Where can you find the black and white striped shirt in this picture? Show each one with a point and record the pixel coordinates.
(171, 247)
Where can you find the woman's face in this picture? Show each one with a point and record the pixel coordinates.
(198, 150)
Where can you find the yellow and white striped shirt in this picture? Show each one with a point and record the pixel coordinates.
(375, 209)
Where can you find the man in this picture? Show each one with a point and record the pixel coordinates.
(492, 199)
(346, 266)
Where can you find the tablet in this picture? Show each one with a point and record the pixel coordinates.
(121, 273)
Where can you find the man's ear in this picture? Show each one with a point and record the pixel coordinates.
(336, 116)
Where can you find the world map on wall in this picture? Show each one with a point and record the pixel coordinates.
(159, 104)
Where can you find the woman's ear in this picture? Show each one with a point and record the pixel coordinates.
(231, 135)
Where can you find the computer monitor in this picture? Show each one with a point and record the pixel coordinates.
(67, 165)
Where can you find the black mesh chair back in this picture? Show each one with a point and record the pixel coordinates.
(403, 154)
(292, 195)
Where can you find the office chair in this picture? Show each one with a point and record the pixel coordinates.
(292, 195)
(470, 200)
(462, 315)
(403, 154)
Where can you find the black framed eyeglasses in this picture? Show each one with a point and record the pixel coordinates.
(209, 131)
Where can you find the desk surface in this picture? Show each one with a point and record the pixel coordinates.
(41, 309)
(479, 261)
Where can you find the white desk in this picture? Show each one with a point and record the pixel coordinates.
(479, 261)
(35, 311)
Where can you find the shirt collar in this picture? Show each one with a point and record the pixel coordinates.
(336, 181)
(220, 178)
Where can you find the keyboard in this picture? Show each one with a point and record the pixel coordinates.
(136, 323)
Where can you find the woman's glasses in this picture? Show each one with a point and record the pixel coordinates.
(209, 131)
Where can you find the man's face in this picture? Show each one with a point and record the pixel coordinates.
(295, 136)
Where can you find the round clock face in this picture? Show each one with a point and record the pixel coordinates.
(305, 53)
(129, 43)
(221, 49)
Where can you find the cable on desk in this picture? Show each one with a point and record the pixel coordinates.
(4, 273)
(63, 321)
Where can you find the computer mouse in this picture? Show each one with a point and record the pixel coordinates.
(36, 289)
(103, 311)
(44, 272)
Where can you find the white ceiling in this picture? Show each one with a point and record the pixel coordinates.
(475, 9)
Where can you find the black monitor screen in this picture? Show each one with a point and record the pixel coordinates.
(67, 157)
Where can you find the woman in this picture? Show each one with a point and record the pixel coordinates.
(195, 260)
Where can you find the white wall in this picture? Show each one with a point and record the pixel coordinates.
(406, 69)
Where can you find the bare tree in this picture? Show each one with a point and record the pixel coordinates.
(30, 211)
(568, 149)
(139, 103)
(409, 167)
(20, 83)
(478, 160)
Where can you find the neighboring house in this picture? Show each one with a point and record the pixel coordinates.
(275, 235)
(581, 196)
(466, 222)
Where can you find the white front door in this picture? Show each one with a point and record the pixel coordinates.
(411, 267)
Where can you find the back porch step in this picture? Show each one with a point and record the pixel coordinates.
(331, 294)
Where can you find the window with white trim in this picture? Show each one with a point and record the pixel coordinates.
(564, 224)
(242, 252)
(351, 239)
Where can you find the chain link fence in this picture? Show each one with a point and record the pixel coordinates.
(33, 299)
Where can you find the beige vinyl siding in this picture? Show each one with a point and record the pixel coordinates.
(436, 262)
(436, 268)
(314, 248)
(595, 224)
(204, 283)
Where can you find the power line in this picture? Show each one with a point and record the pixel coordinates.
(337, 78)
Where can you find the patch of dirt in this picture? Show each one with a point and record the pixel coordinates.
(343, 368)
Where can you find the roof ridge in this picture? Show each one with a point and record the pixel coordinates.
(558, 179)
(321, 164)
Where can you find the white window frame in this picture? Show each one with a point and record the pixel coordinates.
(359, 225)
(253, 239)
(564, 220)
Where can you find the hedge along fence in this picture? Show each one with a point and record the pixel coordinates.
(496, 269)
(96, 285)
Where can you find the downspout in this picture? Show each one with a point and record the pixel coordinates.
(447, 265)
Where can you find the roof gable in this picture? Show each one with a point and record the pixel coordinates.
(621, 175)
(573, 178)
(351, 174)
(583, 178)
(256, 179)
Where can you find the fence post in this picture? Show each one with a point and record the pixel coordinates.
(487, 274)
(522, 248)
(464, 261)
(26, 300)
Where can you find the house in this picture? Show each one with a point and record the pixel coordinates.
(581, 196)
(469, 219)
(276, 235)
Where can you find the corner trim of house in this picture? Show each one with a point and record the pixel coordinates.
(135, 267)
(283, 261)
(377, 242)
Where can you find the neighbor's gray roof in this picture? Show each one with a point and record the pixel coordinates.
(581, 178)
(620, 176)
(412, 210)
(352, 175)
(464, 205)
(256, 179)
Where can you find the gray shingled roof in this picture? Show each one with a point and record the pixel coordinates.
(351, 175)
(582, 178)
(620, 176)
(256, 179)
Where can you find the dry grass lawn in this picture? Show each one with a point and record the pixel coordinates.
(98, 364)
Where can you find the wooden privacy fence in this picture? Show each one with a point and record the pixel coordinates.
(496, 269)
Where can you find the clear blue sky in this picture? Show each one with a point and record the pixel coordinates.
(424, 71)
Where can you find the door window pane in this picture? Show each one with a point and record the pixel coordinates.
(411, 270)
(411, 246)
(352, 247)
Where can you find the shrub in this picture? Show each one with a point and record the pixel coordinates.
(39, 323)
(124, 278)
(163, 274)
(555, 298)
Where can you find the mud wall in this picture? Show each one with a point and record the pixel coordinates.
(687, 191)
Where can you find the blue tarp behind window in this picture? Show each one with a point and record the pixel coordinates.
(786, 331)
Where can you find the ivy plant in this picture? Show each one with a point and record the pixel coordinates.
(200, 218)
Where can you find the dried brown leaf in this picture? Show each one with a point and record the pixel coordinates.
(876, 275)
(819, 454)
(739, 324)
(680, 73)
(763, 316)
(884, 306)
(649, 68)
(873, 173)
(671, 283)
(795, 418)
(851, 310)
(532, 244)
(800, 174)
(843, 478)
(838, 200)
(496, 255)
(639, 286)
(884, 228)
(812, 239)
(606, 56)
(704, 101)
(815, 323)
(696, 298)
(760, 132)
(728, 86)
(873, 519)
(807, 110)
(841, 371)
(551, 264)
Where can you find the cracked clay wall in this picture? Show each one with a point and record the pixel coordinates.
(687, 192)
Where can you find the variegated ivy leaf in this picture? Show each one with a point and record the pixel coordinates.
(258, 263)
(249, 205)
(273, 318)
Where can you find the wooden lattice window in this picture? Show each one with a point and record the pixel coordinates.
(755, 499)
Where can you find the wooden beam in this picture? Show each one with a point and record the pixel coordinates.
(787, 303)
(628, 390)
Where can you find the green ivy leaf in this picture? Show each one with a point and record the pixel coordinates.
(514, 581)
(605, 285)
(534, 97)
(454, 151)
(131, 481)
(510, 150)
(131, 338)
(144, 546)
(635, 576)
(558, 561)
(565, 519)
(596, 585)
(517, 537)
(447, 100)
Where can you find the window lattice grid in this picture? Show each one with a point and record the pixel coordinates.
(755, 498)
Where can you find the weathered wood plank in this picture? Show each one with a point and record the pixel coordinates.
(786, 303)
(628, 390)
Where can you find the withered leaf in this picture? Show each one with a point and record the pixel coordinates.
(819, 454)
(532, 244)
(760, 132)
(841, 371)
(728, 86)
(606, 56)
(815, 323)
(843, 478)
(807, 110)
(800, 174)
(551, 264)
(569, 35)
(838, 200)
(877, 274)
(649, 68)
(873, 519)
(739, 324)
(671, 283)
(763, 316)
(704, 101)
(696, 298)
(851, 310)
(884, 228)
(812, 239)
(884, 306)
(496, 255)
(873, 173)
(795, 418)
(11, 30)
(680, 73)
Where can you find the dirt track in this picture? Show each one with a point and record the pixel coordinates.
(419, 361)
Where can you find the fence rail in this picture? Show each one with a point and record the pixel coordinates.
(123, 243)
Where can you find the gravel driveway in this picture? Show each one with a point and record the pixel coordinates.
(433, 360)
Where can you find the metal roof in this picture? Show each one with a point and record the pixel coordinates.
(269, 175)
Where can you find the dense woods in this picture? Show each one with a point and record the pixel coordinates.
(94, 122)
━━━━━━━━
Return exactly the lines of the data, and only those, from the line with "Where can you find the dirt" through the last line, inclusive.

Where can you find the dirt track in this picture? Show each one with a point and record the pixel coordinates.
(419, 361)
Where can you find the fence rail in this picture? Show each one with a point and record the pixel coordinates.
(123, 243)
Where can you find the gravel driveway in this picture? Show each one with a point and record the pixel coordinates.
(433, 360)
Where can you find the metal roof in this picture? Show each one with a point and record the pixel coordinates.
(269, 175)
Where can you find the dense woods in this picture? Show each one with a point and record the pixel coordinates.
(94, 122)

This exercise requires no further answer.